▶ [DIRECTION 1] Mark each statement yes or no according to the interview excerpt, and quote the words from the interview excerpt that decide it. (a) The sustainability officers and climate experts Bill Wescott spoke with had already considered emissions from marketing and advertising. (b) Bill Wescott is a managing partner at Brain Oxygen LLC. (c) C-suite attention to climate issues has centered on the physical supply chain.

▶ [SOURCE PASSAGE]
BEGIN

As sustainability efforts of companies continue to grow, many chief sustainability officers are turning their attention beyond their immediate issues to look at their footprint in marketing and advertising. It can only be beneficial to connect efforts in our industry with those experts, especially in the definition of emissions when it comes to marketing and advertising. We spoke to Bill Wescott, managing partner at Brain Oxygen LLC about this.

Why do you think it is so important for the chief sustainability officer to connect and collaborate with the chief marketing officer?

The attention of the C-suite on sustainability and particularly climate issues has been so focused on the physical supply chain, that the marketing and advertising activities have been completely overlooked from an operational emissions perspective. The only time that marketing comes to mind typically is with regard to communicating product sustainability attributes, not on the emissions from marketing and advertising operations. In talking with many chief sustainability officers and top climate experts in leading brands, I discovered none of them have thought about these emissions, but all of them committed to reaching out to the CMOs to get the conversation started.

END

▶ [DIRECTION 2] Return every line of the rows below that contains the string "boat". Matching is case-sensitive.

▶ [INPUT ROWS]
BEGIN

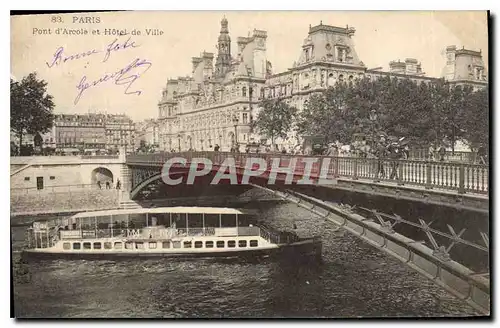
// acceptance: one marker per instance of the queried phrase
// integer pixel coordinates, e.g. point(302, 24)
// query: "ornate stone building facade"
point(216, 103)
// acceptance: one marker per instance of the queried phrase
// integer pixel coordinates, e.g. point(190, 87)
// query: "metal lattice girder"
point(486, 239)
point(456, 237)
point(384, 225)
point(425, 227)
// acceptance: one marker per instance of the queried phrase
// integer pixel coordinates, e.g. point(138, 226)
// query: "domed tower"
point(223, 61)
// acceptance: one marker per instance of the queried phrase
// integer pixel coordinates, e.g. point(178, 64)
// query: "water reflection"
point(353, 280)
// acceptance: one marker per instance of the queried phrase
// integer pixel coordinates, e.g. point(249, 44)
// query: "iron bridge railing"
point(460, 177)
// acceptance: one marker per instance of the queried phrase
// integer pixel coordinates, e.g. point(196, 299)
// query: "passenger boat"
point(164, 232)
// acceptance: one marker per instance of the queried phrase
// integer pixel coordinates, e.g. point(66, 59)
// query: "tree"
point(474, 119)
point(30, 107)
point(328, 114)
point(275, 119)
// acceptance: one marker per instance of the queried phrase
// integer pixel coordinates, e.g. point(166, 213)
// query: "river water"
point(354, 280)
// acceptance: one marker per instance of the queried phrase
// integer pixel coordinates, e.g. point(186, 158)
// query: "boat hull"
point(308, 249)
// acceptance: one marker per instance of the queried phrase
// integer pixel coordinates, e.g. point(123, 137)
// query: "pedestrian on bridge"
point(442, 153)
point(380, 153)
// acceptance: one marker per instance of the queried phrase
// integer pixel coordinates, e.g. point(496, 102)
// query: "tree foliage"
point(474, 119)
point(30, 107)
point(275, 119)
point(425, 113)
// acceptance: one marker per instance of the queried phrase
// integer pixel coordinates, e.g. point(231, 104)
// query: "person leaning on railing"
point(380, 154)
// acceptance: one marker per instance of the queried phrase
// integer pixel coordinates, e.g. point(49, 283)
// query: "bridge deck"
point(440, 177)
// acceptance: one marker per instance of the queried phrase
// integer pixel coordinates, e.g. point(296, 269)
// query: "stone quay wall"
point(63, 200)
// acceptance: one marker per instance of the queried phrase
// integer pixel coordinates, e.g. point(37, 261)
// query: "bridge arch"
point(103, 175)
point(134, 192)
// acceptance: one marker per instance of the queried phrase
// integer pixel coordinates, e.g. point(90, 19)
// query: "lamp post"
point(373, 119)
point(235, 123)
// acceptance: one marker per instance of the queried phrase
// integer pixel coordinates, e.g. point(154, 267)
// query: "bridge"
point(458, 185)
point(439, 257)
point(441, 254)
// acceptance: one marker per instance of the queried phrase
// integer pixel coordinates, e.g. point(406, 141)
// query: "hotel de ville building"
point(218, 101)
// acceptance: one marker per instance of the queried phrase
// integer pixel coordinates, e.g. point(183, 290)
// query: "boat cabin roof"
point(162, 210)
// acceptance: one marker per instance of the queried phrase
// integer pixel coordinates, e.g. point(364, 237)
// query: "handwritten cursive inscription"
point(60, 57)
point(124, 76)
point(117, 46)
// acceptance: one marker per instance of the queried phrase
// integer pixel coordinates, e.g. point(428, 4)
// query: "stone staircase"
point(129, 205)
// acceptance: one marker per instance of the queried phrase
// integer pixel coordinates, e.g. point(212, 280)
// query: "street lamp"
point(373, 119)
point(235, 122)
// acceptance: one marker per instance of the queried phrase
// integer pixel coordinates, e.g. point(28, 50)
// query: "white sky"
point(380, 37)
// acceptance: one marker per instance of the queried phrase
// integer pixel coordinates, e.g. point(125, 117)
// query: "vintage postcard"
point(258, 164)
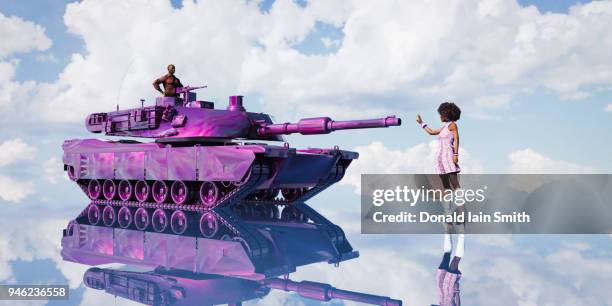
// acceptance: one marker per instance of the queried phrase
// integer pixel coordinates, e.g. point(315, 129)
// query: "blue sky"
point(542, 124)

END
BEGIN

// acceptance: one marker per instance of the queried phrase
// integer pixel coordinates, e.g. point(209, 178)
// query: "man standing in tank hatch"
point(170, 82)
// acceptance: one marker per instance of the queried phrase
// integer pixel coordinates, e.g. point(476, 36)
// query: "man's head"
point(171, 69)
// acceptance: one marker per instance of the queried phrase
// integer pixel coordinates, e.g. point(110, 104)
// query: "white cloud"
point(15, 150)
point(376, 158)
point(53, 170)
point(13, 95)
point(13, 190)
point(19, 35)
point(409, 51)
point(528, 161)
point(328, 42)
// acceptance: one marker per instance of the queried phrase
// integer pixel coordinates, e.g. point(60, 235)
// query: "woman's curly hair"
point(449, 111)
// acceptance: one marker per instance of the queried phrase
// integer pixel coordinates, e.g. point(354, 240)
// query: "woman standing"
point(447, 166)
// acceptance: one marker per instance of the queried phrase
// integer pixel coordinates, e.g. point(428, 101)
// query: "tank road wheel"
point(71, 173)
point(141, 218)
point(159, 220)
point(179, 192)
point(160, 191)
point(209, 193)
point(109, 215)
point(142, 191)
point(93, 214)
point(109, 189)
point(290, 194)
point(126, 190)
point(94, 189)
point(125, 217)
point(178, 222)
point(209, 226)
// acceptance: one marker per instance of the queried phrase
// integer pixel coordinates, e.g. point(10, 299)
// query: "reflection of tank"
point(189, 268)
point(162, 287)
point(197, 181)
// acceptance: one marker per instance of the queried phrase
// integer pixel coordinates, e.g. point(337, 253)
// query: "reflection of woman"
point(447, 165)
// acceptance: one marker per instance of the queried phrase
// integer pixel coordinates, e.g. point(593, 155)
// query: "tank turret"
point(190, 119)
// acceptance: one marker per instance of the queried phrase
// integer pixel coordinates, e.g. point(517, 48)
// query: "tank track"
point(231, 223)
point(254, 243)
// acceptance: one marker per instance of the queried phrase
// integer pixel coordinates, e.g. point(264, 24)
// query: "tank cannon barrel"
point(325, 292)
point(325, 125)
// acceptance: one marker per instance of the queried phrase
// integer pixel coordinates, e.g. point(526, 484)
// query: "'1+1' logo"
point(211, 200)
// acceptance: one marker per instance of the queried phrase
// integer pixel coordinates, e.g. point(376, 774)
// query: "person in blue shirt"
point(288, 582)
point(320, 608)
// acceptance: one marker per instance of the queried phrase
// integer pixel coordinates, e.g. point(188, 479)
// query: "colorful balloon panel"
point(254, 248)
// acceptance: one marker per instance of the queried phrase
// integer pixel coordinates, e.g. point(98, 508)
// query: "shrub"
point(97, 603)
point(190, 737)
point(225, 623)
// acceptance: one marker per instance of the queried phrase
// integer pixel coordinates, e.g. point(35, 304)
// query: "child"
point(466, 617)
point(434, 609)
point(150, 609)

END

▶ [FULL RESPONSE 1]
(a) No: "I discovered none of them have thought about these emissions"
(b) Yes: "Bill Wescott, managing partner at Brain Oxygen LLC"
(c) Yes: "has been so focused on the physical supply chain"

▶ [FULL RESPONSE 2]
// query: "passenger boat"
// query: "boat hull"
// query: "boat cabin roof"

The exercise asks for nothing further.